> The request: Format the lines from the one containing "Task: for the roadway count, mark the tree shrouded" through the end of the items, inclusive, as a Markdown table with the columns Row and Line, leaving out blank lines.

____ Input for this task

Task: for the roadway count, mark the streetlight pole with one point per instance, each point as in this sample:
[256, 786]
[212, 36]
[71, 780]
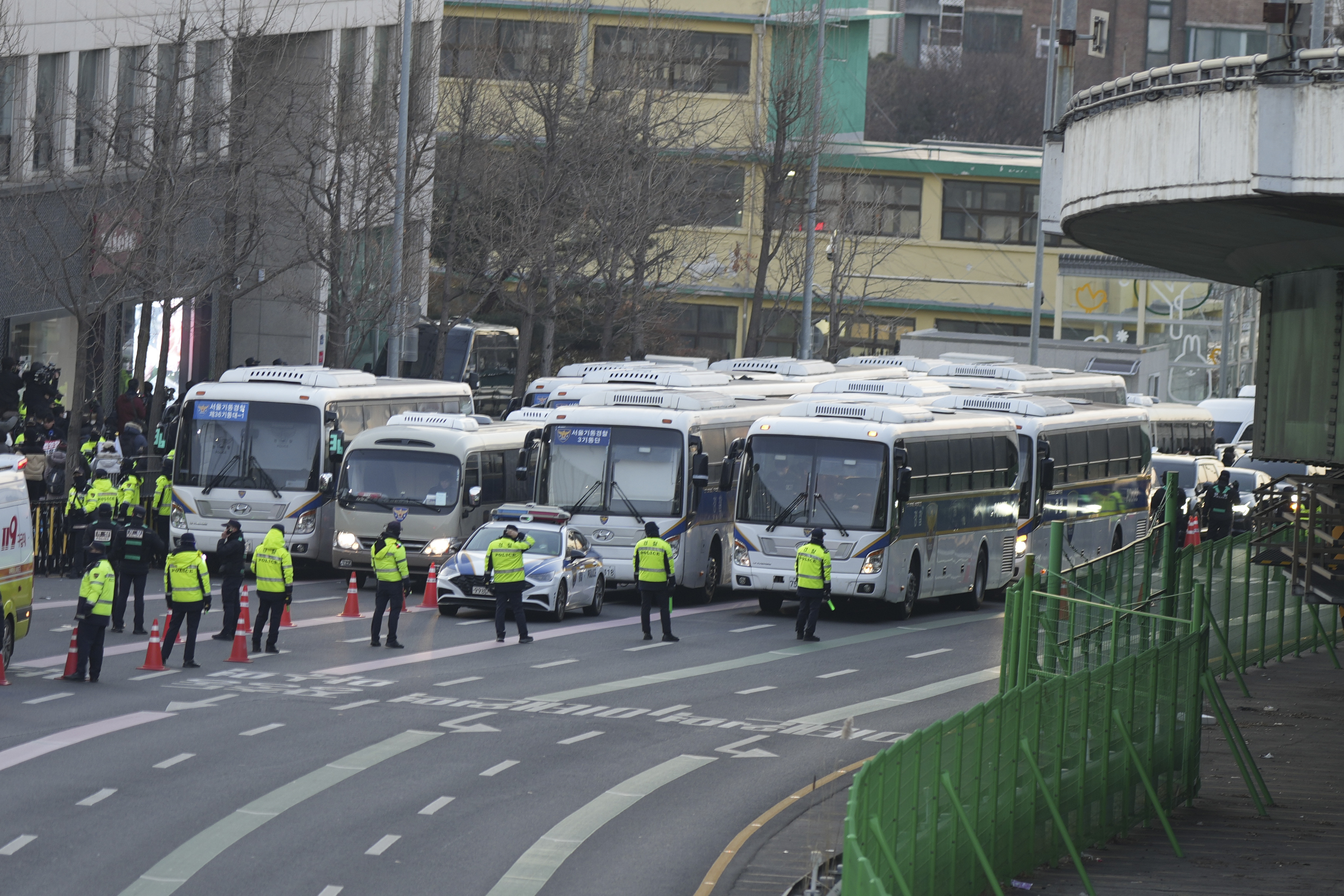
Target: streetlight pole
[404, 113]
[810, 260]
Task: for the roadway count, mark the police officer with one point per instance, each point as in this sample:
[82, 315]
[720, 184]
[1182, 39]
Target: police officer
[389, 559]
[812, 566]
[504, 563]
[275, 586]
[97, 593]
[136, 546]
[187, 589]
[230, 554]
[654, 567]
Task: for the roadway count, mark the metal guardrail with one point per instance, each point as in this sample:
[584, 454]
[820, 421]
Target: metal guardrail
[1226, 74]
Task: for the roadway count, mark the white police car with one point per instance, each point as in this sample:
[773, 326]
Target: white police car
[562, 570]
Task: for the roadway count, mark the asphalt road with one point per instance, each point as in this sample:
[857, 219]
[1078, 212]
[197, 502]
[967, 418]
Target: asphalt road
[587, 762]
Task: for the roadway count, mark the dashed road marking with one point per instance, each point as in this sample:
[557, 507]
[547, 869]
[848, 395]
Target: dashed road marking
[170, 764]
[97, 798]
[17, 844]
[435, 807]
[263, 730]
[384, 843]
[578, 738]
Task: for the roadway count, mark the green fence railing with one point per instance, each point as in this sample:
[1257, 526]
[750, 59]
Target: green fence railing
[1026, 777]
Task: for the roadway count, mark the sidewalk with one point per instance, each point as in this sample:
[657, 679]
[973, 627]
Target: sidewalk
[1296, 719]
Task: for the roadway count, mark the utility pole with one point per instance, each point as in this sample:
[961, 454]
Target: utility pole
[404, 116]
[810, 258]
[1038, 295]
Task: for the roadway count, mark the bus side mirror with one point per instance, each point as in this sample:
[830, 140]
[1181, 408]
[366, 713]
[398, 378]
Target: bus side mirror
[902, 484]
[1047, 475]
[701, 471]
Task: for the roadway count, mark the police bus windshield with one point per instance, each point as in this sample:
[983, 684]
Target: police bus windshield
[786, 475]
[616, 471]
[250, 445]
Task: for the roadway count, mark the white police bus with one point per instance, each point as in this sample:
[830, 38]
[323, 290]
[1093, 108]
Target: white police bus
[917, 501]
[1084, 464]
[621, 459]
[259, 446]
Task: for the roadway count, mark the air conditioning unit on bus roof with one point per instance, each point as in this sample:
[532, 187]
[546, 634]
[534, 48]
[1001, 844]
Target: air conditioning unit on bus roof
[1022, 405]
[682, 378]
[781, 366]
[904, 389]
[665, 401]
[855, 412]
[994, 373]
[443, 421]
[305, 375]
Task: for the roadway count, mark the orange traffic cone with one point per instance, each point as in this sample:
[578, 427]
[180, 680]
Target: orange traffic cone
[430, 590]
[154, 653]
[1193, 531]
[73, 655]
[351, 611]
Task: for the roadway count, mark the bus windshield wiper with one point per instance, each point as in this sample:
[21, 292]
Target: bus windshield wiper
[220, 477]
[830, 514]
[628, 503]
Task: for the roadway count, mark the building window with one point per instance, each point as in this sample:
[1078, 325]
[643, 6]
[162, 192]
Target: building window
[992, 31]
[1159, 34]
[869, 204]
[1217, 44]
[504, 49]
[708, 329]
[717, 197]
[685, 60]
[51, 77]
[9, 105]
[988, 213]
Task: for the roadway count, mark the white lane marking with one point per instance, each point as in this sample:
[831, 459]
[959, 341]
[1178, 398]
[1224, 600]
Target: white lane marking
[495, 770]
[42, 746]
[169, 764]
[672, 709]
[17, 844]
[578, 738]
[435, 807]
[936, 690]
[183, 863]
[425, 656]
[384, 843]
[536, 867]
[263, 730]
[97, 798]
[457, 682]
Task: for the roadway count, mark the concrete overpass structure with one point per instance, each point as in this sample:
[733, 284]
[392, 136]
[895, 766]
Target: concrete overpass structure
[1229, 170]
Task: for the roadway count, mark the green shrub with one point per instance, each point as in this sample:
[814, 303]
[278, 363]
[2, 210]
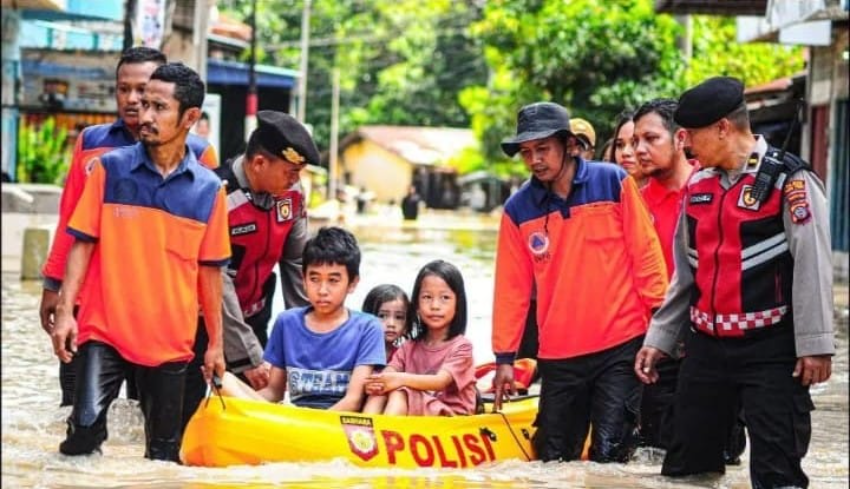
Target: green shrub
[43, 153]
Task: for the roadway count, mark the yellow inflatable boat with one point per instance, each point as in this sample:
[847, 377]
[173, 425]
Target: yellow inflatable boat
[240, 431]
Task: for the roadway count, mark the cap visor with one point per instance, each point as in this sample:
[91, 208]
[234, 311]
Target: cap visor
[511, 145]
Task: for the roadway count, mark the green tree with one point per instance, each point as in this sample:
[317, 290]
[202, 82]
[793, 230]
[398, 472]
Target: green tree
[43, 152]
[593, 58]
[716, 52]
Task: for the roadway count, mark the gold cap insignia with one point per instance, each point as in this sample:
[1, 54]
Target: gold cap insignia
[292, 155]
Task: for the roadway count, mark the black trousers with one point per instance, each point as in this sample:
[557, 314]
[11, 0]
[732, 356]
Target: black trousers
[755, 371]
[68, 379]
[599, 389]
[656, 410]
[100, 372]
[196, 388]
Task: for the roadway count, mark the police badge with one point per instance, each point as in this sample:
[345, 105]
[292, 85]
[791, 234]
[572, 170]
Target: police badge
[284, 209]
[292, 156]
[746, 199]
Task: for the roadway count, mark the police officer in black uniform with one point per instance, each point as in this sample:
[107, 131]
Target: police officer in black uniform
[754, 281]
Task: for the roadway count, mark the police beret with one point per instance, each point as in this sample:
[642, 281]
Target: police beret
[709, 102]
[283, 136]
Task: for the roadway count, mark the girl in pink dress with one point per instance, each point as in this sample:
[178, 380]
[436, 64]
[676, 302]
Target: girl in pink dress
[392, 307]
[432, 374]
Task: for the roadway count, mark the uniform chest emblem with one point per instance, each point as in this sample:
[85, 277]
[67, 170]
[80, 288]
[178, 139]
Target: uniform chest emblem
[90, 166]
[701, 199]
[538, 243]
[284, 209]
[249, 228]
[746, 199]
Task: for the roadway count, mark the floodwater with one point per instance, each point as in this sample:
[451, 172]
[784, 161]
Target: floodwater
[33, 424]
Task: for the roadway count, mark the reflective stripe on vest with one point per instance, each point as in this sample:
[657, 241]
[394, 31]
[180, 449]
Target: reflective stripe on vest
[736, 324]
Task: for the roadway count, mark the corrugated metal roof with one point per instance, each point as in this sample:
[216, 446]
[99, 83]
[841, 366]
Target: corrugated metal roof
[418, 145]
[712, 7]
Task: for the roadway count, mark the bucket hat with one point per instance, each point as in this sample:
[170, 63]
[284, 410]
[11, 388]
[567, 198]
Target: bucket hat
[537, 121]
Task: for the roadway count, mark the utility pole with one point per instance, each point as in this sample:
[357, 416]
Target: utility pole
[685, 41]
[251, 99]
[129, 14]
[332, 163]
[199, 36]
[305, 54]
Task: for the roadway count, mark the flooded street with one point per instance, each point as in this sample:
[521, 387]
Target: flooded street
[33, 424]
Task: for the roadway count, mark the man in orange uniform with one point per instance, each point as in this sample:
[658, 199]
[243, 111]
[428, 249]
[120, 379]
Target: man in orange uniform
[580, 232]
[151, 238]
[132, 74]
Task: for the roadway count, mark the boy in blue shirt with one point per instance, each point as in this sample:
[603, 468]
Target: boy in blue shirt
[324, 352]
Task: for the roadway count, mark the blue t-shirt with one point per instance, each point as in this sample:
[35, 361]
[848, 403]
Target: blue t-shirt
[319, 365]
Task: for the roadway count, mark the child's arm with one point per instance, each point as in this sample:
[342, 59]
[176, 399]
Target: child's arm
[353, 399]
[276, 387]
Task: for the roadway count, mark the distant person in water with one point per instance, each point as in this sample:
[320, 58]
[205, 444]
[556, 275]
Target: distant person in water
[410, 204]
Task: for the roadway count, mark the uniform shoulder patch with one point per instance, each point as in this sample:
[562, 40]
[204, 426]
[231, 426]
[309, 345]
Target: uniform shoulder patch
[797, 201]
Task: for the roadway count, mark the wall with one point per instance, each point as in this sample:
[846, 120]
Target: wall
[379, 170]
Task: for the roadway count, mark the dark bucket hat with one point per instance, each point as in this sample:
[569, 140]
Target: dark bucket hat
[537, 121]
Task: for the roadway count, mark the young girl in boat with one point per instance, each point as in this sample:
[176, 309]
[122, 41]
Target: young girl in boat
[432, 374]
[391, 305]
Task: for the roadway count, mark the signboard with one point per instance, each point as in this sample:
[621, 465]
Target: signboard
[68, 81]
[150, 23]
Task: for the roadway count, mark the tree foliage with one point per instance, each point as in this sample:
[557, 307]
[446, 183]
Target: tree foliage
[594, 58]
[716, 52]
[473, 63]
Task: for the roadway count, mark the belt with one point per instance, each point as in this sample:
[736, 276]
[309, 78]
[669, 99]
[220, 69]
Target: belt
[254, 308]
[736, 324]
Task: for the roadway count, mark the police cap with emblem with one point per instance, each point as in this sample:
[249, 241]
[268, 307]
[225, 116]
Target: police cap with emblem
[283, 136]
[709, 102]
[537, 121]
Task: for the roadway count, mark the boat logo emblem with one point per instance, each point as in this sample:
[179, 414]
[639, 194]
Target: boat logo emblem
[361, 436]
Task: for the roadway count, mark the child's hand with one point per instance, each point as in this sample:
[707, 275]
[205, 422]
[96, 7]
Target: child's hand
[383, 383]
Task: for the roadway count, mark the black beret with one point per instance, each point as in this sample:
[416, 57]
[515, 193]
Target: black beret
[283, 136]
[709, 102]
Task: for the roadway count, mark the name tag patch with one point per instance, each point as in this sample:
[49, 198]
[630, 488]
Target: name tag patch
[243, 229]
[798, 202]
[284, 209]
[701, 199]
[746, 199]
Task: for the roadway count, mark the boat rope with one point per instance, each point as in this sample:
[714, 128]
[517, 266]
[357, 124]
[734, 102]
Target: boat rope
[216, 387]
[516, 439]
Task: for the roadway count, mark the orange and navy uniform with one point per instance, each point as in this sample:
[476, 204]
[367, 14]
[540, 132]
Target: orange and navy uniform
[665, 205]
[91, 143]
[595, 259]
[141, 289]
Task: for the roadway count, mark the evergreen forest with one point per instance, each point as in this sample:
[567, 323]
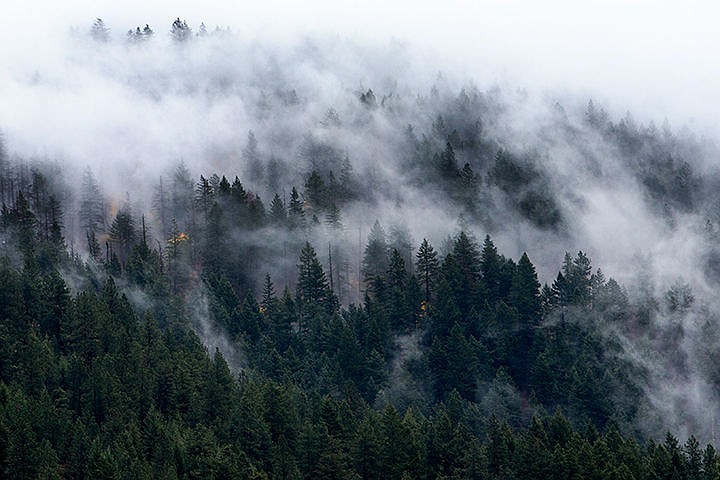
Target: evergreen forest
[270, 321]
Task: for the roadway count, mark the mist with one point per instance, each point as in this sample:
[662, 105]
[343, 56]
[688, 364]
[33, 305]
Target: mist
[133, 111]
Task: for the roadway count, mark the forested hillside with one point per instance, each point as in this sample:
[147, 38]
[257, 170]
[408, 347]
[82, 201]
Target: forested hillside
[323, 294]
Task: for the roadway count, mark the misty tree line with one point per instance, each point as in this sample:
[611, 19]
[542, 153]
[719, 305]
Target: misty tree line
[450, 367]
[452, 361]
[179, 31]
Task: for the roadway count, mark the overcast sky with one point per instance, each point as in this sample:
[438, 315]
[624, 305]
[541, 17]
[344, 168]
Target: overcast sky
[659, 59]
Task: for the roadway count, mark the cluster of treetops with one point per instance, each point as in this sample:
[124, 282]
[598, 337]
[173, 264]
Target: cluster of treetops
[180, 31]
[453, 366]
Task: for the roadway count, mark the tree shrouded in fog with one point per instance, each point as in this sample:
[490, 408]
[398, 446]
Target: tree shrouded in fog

________

> Final result:
| Row | Line |
|---|---|
| 1 | Task: for the roadway count, mark the tree shrouded in fog with one point per instance, each point as in this sample: |
| 2 | [490, 408] |
| 3 | [398, 446] |
| 4 | Target: tree shrouded in fog |